Dataset excerpts –
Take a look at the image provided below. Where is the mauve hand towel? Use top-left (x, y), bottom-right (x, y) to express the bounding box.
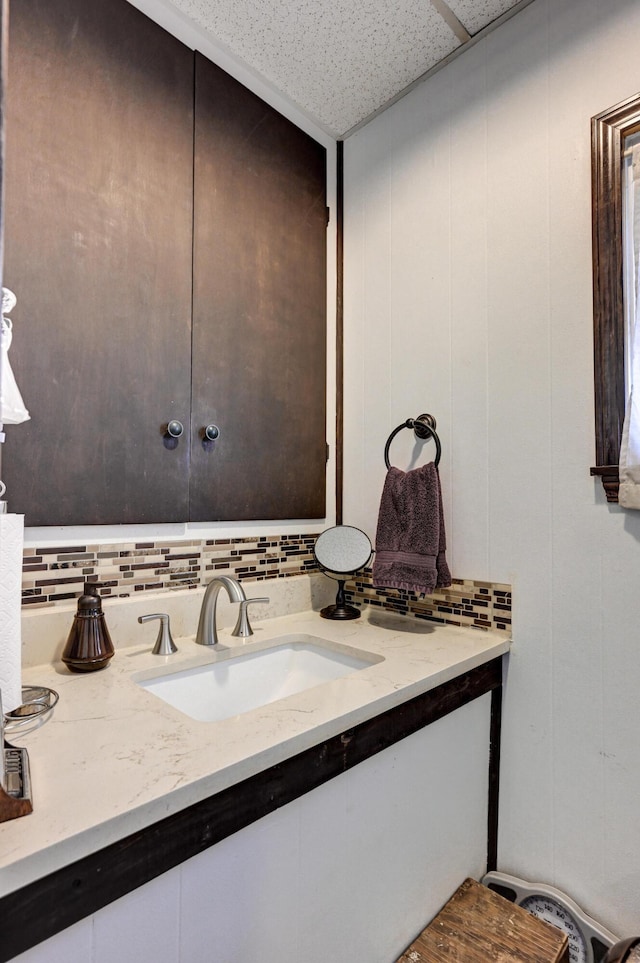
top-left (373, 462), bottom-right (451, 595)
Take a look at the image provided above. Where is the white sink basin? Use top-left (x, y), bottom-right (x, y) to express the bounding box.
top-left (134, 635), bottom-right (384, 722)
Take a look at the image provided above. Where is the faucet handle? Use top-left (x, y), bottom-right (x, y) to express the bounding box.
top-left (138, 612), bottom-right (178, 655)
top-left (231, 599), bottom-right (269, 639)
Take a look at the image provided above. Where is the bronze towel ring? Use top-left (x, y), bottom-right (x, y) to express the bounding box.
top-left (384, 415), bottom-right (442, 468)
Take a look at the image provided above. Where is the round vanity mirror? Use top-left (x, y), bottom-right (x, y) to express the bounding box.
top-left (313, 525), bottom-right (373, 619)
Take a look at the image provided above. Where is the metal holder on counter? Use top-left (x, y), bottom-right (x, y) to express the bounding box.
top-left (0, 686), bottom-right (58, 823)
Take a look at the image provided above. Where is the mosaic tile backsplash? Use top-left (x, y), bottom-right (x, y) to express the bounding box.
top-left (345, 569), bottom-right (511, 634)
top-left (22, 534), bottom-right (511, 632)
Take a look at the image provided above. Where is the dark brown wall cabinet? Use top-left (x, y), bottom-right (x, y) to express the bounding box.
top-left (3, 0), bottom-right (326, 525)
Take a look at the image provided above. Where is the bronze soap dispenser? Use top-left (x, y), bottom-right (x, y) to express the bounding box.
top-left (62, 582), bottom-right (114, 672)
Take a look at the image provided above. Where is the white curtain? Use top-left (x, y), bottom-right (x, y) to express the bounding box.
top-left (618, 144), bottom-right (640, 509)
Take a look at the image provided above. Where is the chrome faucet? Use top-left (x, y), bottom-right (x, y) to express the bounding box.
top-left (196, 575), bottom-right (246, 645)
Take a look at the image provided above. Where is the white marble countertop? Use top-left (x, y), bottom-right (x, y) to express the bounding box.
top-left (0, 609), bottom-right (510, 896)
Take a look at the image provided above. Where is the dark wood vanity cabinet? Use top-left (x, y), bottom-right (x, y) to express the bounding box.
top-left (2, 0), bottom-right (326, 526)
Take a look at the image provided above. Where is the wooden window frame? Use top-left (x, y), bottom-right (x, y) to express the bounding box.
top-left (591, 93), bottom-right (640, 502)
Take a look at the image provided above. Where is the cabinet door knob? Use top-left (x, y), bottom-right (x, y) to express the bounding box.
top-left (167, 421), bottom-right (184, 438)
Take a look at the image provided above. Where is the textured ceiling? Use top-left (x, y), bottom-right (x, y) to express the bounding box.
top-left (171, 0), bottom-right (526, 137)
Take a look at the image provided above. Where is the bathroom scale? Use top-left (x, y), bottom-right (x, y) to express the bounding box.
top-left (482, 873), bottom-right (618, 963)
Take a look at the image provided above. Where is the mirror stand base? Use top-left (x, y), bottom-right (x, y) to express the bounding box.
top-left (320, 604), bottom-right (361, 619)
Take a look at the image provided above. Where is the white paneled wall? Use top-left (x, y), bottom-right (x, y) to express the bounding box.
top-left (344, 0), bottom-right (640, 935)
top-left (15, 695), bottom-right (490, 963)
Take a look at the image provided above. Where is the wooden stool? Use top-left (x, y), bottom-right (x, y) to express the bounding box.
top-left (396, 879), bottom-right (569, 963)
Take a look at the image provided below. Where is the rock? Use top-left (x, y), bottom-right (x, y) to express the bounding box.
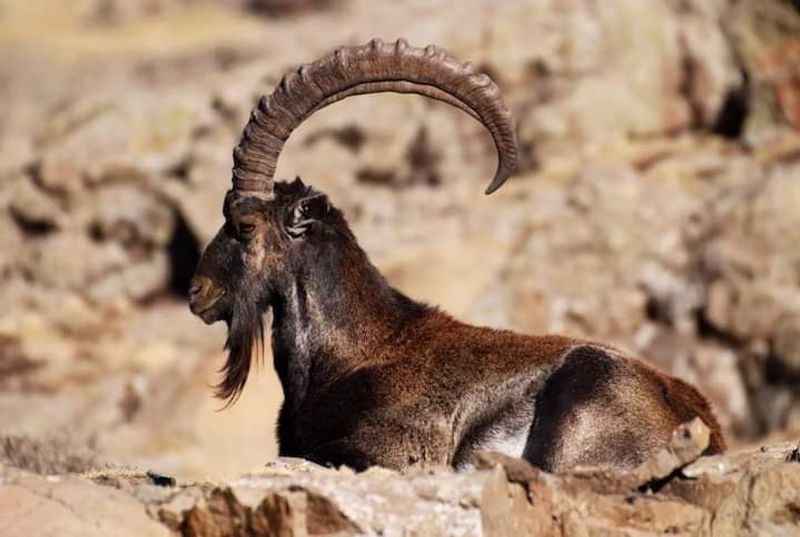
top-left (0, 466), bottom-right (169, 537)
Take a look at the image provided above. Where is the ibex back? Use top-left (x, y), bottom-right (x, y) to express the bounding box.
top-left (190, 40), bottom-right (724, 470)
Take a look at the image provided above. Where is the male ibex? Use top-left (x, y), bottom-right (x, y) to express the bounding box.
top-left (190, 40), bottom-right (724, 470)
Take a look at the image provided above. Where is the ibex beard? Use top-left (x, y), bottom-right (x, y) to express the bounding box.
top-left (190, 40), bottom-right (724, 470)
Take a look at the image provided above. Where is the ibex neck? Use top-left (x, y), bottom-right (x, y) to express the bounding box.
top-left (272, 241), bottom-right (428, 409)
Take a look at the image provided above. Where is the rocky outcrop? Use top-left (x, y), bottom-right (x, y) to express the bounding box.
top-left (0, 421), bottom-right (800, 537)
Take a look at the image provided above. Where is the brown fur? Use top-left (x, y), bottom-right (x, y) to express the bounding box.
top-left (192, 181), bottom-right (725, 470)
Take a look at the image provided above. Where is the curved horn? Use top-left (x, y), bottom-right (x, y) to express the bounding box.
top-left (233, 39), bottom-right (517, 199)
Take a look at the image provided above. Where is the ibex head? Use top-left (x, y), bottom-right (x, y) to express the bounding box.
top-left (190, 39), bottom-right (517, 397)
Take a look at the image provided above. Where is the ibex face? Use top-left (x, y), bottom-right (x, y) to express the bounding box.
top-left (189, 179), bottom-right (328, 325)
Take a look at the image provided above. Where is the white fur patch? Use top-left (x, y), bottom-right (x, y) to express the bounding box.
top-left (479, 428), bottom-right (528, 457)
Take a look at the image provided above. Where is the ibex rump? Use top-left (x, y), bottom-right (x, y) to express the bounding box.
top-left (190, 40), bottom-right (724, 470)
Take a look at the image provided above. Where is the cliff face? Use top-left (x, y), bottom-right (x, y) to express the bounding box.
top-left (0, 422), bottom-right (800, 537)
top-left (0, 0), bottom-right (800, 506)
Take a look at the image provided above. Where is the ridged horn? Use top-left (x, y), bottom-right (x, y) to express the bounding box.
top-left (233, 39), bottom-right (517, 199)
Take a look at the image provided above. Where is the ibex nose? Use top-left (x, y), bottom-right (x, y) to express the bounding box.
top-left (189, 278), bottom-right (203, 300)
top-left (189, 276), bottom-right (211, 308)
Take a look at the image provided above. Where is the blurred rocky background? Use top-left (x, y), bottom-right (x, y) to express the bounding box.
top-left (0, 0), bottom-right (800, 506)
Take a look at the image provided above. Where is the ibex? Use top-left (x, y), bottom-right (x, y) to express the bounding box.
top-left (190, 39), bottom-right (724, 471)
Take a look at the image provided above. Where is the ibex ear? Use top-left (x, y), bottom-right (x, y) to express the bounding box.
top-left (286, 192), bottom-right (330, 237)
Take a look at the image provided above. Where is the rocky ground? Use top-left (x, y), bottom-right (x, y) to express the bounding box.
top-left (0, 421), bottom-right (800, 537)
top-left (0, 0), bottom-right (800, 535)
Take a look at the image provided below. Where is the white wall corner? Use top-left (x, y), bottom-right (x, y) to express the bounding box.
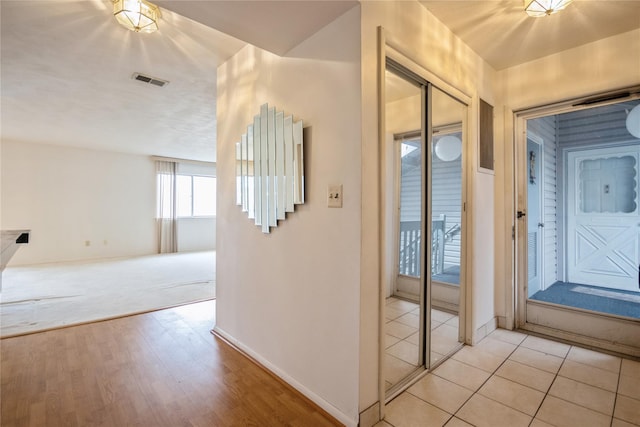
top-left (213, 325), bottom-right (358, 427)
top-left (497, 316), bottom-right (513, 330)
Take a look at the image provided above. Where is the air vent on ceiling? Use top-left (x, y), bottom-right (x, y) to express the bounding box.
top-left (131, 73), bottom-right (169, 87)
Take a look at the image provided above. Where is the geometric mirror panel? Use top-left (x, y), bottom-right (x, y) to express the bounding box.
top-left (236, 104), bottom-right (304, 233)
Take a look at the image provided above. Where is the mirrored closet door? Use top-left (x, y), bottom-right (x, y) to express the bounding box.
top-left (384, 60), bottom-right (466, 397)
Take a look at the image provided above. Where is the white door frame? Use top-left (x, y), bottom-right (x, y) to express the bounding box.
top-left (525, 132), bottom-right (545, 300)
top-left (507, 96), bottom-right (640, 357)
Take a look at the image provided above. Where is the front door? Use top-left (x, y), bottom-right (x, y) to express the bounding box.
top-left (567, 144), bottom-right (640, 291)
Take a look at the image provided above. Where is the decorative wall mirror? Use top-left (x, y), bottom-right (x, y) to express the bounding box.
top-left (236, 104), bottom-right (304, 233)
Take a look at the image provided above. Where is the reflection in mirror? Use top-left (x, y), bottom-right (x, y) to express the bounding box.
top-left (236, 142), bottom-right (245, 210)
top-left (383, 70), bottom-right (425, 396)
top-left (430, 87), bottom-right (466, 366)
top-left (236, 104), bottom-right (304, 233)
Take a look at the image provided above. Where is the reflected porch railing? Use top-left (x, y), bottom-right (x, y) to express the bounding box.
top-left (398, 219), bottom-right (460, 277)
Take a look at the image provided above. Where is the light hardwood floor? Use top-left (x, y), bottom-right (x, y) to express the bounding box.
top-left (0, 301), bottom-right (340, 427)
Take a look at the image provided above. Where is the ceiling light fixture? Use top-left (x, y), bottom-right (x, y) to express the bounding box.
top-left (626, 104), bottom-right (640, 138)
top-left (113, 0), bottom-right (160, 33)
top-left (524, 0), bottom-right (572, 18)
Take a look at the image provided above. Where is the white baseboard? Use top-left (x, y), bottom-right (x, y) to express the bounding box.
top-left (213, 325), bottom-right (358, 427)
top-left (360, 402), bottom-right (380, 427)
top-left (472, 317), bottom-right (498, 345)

Task instructions –
Copy the material above from its start through the line containing "top-left (3, 0), bottom-right (326, 525)", keeping every line of text and leaving out the pictures. Increase every coordinate in the answers by 39.

Task result –
Take a look at the image provided below. Where is the mauve hand towel? Use top-left (x, y), bottom-right (x, y) to express the bounding box.
top-left (412, 501), bottom-right (490, 634)
Take a look at the image provided above. Where is the white sink basin? Use top-left (x, y), bottom-right (x, y) to express the bounding box.
top-left (173, 674), bottom-right (423, 761)
Take a look at the image provided above. Where is the faucet handle? Use top-left (x, y), bottom-right (x, y) to express the bounding box.
top-left (177, 651), bottom-right (217, 694)
top-left (270, 638), bottom-right (308, 678)
Take a look at the image provided above. Where is the bronze towel ring? Use top-left (x, y), bottom-right (x, y) to express the bounding box.
top-left (423, 454), bottom-right (481, 507)
Take a look at the image provided above. Where is the round vanity mirror? Use top-left (x, y), bottom-right (x, y) to express the bounding box.
top-left (352, 564), bottom-right (412, 658)
Take a look at the image provided above. Where is the metal holder on counter? Use top-left (x, y), bottom-right (x, y) to express the bounding box.
top-left (39, 725), bottom-right (97, 862)
Take a look at the image provided above. Where is the mosaic tile backsplash? Use top-left (x, y), bottom-right (x, y) to express the bounding box.
top-left (384, 608), bottom-right (550, 673)
top-left (61, 573), bottom-right (550, 671)
Take a look at the image provided above. Where is the dark brown wall cabinet? Use top-left (x, y), bottom-right (x, y) to express the bounding box.
top-left (42, 39), bottom-right (365, 564)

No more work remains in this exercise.